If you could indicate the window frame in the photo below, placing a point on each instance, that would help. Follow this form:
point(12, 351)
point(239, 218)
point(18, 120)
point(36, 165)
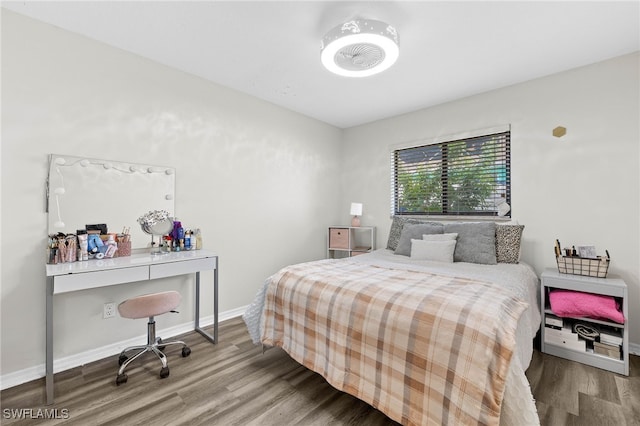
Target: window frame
point(499, 168)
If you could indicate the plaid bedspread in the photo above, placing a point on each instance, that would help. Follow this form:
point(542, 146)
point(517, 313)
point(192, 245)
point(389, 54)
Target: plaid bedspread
point(421, 348)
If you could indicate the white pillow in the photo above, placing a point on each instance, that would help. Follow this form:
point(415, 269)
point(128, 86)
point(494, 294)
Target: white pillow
point(440, 251)
point(440, 237)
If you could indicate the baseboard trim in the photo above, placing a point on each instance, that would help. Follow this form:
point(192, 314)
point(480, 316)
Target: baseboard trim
point(32, 373)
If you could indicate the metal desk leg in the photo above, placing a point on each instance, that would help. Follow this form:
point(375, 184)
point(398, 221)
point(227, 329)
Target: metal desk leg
point(214, 338)
point(49, 341)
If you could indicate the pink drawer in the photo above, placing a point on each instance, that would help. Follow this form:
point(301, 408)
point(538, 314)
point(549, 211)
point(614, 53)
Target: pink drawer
point(339, 238)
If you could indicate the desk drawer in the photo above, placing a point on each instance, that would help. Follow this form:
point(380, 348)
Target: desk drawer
point(86, 280)
point(182, 267)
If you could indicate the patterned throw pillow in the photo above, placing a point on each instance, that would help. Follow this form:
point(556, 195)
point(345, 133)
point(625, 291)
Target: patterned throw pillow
point(508, 238)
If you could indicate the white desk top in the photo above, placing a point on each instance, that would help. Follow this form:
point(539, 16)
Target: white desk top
point(137, 259)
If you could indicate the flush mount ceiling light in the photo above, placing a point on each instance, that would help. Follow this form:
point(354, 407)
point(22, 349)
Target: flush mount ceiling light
point(360, 48)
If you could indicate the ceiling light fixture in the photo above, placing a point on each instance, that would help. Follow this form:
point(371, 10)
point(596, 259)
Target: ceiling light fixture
point(360, 48)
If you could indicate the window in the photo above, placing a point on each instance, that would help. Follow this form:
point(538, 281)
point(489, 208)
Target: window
point(467, 177)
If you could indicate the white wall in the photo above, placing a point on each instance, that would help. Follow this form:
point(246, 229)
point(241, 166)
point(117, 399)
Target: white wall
point(260, 181)
point(583, 188)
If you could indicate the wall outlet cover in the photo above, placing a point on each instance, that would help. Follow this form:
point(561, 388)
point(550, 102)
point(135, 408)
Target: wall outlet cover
point(109, 310)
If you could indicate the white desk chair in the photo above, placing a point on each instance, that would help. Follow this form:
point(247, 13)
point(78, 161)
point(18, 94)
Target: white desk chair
point(148, 306)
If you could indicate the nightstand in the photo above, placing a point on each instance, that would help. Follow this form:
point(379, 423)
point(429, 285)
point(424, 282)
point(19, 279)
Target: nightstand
point(557, 337)
point(348, 241)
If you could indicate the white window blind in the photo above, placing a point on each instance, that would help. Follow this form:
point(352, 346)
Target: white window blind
point(467, 177)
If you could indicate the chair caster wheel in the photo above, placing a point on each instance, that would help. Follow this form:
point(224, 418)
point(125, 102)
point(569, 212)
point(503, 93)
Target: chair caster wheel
point(122, 378)
point(164, 372)
point(122, 359)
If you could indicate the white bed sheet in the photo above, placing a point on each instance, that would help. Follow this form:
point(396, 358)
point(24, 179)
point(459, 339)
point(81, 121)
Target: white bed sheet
point(518, 406)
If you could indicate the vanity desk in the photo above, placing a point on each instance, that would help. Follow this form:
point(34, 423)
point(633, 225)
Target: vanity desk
point(75, 276)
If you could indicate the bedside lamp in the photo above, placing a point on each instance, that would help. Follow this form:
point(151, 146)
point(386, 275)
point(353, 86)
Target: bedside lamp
point(356, 212)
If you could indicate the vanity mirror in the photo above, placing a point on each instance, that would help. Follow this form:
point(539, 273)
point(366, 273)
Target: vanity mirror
point(84, 191)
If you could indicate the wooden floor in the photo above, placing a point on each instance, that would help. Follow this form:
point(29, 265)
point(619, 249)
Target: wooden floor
point(233, 383)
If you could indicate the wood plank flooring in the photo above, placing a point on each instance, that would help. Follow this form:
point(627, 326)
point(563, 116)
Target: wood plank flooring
point(234, 383)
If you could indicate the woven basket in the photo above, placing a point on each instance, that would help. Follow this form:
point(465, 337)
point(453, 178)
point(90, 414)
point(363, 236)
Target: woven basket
point(583, 266)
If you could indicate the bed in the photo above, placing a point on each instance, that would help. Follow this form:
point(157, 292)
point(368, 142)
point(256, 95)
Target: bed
point(427, 342)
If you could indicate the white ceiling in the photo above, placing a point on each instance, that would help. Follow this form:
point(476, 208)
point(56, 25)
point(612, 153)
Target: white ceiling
point(271, 49)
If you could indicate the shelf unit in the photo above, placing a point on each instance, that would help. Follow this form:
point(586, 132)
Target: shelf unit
point(348, 241)
point(566, 348)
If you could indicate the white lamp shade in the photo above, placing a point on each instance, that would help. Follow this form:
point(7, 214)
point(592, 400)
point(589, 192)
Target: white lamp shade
point(356, 209)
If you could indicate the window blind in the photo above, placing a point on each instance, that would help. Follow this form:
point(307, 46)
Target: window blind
point(470, 176)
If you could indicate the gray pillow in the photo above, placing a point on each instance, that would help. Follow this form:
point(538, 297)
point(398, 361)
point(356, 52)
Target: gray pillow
point(476, 242)
point(415, 231)
point(394, 233)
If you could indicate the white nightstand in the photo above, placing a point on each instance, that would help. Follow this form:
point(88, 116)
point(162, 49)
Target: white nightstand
point(347, 241)
point(563, 343)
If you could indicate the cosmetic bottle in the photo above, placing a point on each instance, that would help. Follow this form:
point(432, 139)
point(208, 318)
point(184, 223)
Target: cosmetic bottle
point(83, 240)
point(198, 245)
point(188, 240)
point(112, 246)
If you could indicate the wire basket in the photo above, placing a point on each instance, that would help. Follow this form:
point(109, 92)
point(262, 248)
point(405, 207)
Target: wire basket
point(588, 267)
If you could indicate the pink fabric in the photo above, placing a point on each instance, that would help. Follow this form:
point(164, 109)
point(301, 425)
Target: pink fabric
point(566, 303)
point(149, 305)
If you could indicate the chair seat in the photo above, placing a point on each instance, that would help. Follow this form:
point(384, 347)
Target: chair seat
point(149, 305)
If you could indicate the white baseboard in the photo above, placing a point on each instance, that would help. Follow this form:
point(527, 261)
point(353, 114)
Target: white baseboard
point(32, 373)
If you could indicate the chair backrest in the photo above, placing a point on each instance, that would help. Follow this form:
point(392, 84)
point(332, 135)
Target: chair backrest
point(149, 305)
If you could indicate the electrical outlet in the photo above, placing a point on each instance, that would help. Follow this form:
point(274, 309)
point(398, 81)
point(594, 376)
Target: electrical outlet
point(109, 310)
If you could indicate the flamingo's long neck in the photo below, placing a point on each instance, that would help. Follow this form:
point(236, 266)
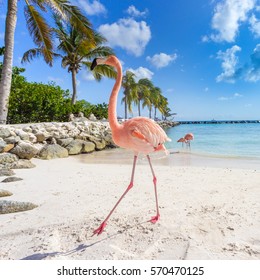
============
# WRITTEN TASK:
Please pull out every line of the records that contains the word "plaid", treating case as significant.

# RESULT FOR THIS TASK:
If you could indicate the plaid bedspread in the photo above, placing a point on each instance, that would help. Follow this form:
Target: plaid bedspread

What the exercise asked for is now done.